◆ **PROBLEM DESCRIPTION**:
Nothing but the lines from the one with "Where can you see the dark jacket" through the last line of the data should be restated, each word for word.

Dataset entries:
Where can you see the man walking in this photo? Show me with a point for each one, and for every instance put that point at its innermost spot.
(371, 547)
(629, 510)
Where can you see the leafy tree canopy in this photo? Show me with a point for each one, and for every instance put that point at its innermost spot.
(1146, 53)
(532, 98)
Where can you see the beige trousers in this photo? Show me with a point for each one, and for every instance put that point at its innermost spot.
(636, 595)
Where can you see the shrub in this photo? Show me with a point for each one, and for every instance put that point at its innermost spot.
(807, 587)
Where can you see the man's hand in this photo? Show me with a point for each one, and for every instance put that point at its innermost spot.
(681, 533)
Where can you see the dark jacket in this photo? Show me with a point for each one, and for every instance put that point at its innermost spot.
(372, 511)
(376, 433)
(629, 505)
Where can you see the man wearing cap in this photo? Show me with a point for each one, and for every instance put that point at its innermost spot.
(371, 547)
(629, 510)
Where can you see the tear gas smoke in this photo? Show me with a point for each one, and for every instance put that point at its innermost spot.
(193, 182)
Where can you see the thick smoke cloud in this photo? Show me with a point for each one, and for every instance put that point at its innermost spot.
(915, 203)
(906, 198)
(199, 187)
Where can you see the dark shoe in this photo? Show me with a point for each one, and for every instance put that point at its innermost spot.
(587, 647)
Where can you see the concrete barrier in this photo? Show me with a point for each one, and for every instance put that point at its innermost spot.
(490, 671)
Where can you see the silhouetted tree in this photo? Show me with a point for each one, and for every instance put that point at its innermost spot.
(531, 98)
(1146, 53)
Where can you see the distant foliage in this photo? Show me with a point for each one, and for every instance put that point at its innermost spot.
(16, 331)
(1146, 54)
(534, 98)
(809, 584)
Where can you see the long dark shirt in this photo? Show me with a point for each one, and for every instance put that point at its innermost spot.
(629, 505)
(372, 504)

◆ **SOLUTION TO THIS TASK**:
Where can you see the dark jacket in this photo? Show me with a point for each one, and for every instance put that point at its innermost spot.
(372, 511)
(376, 433)
(629, 505)
Where can you see the man wearing cap in this photo? Show me with a point for each one, and for every instance put that point at its innermost spot.
(371, 547)
(629, 510)
Where can you see the tear gas smoke in this photo? Show me with a point for each one, and for every instance put that point at its innermost spot.
(193, 182)
Where can you see the thick smoke cloud in this photo? Show me with a point for each one, and for every instance put that point at its innermost spot.
(915, 203)
(906, 198)
(199, 187)
Where can you see the dark shoe in this photo? Show me with a point for each one, and for every instance put that point at its innermost spot.
(587, 647)
Where can you see the concrete barrier in this photo? Show me with a point for each one, and for every instance put that point at its innermost spot.
(490, 671)
Where can you see the silhouetted tree in this photo? Show me with a point for each one, and for every instance put that point at its innermost spot.
(531, 98)
(1146, 53)
Where can you see the distant foliage in this photo? Show me with a point for each one, and for every instance put that point at its innermost spot.
(16, 331)
(1146, 54)
(534, 98)
(809, 584)
Where can you see the long dark shirt in this photo? Show me with a point for each one, and for every instance put that point at its innermost spot.
(629, 505)
(372, 504)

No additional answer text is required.